Aim of the exercise:
Copy the records below, from the line containing "Please put a point on the wooden fence" through the last line; leave out pictures.

Input material:
----------

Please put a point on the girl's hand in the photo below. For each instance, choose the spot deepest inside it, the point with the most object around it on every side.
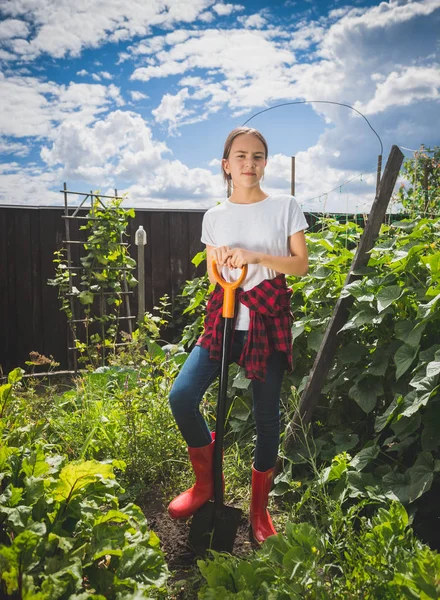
(236, 258)
(221, 255)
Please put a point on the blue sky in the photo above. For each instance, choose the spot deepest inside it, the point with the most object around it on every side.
(140, 95)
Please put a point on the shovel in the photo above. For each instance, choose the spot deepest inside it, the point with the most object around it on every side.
(215, 525)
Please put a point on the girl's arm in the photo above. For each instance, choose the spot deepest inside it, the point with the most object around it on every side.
(296, 264)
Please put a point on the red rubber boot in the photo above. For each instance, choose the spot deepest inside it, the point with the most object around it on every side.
(188, 502)
(261, 522)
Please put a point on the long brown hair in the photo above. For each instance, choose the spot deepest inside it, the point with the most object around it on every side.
(231, 137)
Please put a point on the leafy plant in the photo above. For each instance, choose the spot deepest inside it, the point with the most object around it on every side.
(63, 532)
(420, 196)
(105, 269)
(378, 558)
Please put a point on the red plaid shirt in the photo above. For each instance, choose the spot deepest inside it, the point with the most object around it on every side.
(269, 328)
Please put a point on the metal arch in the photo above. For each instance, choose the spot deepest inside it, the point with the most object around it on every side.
(319, 102)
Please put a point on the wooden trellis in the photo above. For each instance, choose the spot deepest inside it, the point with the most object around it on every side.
(72, 215)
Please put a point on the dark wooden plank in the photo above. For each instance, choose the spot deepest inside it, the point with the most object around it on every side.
(54, 320)
(179, 250)
(4, 291)
(160, 255)
(36, 282)
(195, 245)
(326, 353)
(23, 283)
(11, 317)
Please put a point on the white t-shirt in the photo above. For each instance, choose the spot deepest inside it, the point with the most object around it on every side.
(263, 226)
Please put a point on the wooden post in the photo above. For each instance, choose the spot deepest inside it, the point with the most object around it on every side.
(326, 353)
(292, 177)
(379, 170)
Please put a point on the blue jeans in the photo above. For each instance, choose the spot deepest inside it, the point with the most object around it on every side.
(196, 375)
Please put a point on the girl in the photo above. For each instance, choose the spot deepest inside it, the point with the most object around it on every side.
(267, 233)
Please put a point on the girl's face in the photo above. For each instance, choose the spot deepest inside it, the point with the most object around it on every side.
(246, 161)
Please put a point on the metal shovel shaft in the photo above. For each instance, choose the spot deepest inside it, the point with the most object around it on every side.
(221, 415)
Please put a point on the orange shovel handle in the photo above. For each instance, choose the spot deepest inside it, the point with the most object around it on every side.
(229, 289)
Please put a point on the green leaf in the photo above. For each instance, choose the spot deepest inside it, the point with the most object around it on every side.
(351, 353)
(412, 403)
(409, 332)
(421, 475)
(388, 296)
(35, 465)
(365, 456)
(431, 422)
(433, 369)
(297, 329)
(145, 565)
(426, 310)
(383, 420)
(15, 376)
(365, 393)
(397, 486)
(74, 477)
(240, 381)
(86, 297)
(404, 358)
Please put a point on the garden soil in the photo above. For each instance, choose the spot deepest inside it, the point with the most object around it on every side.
(173, 535)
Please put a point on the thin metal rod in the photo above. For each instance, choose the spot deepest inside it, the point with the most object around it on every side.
(379, 171)
(90, 193)
(85, 242)
(72, 331)
(292, 177)
(221, 415)
(116, 345)
(101, 268)
(105, 293)
(94, 321)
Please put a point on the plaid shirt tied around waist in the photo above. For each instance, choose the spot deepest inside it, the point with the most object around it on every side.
(269, 327)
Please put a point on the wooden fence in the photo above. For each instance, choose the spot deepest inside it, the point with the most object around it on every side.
(30, 316)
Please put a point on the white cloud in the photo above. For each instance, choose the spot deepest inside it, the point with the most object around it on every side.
(404, 87)
(16, 148)
(226, 9)
(23, 186)
(135, 96)
(172, 109)
(121, 146)
(13, 28)
(32, 107)
(64, 27)
(255, 21)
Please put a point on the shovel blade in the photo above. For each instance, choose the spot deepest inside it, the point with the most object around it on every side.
(214, 528)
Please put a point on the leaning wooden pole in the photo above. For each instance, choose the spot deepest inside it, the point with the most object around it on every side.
(326, 353)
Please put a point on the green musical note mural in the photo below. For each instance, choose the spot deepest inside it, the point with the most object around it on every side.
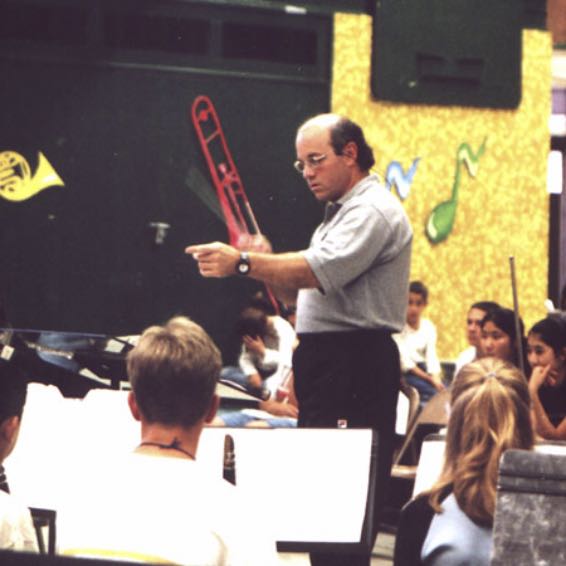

----------

Reply to the exercise:
Please put a point on the wooden fence in the photo above. For each instance, choose the spot deepest inside it, the point with the most object around it on every side.
(30, 316)
Please put a point on the white cloud in the photo above. For each instance, choose the spot deepest inside it, the point with the most object around it on every side.
(404, 87)
(16, 148)
(226, 9)
(23, 186)
(135, 96)
(172, 109)
(121, 146)
(13, 28)
(32, 107)
(64, 27)
(255, 21)
Please put a point on the shovel blade in the photo above. For each instance, choose the spot deepest inside it, the point with the most object around it on every side.
(214, 528)
Please put a point on the leaning wooden pole in the photo above. For each instance, choose the spot deepest inside it, the point with the most object around it on every side.
(326, 353)
Please put a point on the green musical note mural in the photo below. For each instance, choose the spot deepest inside it, the point with the most object around it on every side.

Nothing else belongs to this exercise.